Melissa Blades: When I was on a cybersecurity scholarship committee, I valued candidates whose applications revealed a clear, consistent interest in the field. A candidate with a history of attending hackathons and red team events and pursuing relevant coursework made it easy to see why being awarded the scholarship was the next logical step in her journey.

Melissa Blades: To discover your purpose, identify recurring themes in your life, and connect the dots between the things that you naturally gravitate towards and what brings you joy and fulfillment. Start by looking at the patterns in your life. What are the favorite parts of your job? What things do you find yourself going back to over and over again?

Melissa Blades: These can be clues to your underlying themes to define your purpose. As an example, growth and solving technical problems are some of my essential themes. Whether pursuing classes and certifications or tackling coding challenges, I am happiest when I’m on the steep part of the learning curve. Even when working as an attorney, the things I enjoyed most were the more technical tasks like transiting the Internal Revenue Code into a spreadsheet formula.

Melissa Blades: Embracing this challenge and consistently leveling up my technical skills has been a defining narrative in my career.

Melissa Blades: Always keep your life story at the forefront of your mind.

Melissa Blades: When faced with a decision, see how it fits with your ongoing journey. Is it a logical next step or does it feel out of place? If it doesn’t fit, you might want to reshape your story, or think hard about whether this new element belongs at all.

Melissa Blades: Your life’s purpose isn’t set in stone. It is a living narrative shaped by your values, interests, and aspirations. Use it as a guide and let it stir your path. I didn’t begin this journey knowing that engineering management was where I’d end up. At first I didn’t even see how it fit into my story.

Melissa Blades: When I realized that technical expertise and leadership could go hand in hand, and discovered how rewarding it could be to build up a team, it became a vital part of my story. And trust me, learning to manage an engineering team placed me right back in my happy place on the steep part of the learning curve. It is a challenge, but it lets me leverage my technical expertise to empower an entire team making this a pivotal chapter in my career story.

● Excerpted data
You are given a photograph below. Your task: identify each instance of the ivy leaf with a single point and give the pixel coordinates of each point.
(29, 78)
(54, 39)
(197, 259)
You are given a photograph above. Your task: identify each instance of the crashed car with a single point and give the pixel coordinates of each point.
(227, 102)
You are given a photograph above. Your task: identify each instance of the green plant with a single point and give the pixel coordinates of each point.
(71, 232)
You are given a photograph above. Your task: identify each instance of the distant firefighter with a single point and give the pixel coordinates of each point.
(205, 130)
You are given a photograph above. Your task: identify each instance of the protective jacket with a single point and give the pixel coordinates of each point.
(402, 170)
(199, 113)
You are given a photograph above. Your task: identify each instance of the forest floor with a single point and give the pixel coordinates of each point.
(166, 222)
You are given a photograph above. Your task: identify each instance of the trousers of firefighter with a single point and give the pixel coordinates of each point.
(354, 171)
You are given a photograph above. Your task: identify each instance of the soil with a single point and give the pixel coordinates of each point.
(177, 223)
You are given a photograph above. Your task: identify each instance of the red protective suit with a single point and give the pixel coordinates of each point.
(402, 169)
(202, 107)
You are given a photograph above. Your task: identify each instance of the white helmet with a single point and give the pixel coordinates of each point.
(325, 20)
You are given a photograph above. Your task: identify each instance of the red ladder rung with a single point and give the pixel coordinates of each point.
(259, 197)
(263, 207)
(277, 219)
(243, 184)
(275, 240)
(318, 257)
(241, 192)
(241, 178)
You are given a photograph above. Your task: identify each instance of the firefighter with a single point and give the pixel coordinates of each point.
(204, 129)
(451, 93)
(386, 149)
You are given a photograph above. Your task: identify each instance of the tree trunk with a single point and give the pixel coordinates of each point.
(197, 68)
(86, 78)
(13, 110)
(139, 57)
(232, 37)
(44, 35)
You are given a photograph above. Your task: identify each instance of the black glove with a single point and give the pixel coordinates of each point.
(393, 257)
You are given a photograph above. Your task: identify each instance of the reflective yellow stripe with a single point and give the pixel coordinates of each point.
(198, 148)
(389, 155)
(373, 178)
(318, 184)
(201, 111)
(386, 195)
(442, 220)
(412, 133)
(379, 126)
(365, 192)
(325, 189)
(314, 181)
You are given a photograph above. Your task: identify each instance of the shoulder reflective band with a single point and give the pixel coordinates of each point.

● What is needed
Give a continuation of the passage on shaping a career around one's life story, beginning after its last sentence.

● Solved problem
Melissa Blades: Your journey like mine is a unique story and should be marked by a purpose that connects all the dots. Recognize and embrace these themes, and you’ll find yourself on a path that’s not only fulfilling, but feels like the most natural and logical next step in your life’s adventure.

Melissa Blades: It took me many years to find my North Star. In the seven years since earning my first certification, I’ve been guided by a clear sense of purpose, that is my ongoing commitment to growth and enthusiasm for solving technical challenges.

Melissa Blades: Initiative was my engine propelling me forward.

Melissa Blades: Discipline is my navigational system constantly recalibrating to keep me on the most direct path to my purpose.

Melissa Blades: And resilience was the sturdy hull of my ship, keeping me afloat amidst turbulences and challenges.

Melissa Blades: Every leg of my voyage has been charted by these guiding principles, and it’s my hope that they can serve you as you sail through the waters of your personal journey. Whether you’re at the beginning of your journey, contemplating a career shift, or seeking renewed inspiration, I hope that the story of my career transition will help you strive for new horizons and be brave enough to set sail.

Melissa Blades: Thank you so much for joining me today, and I wish all fair winds and following seas on your unique journeys.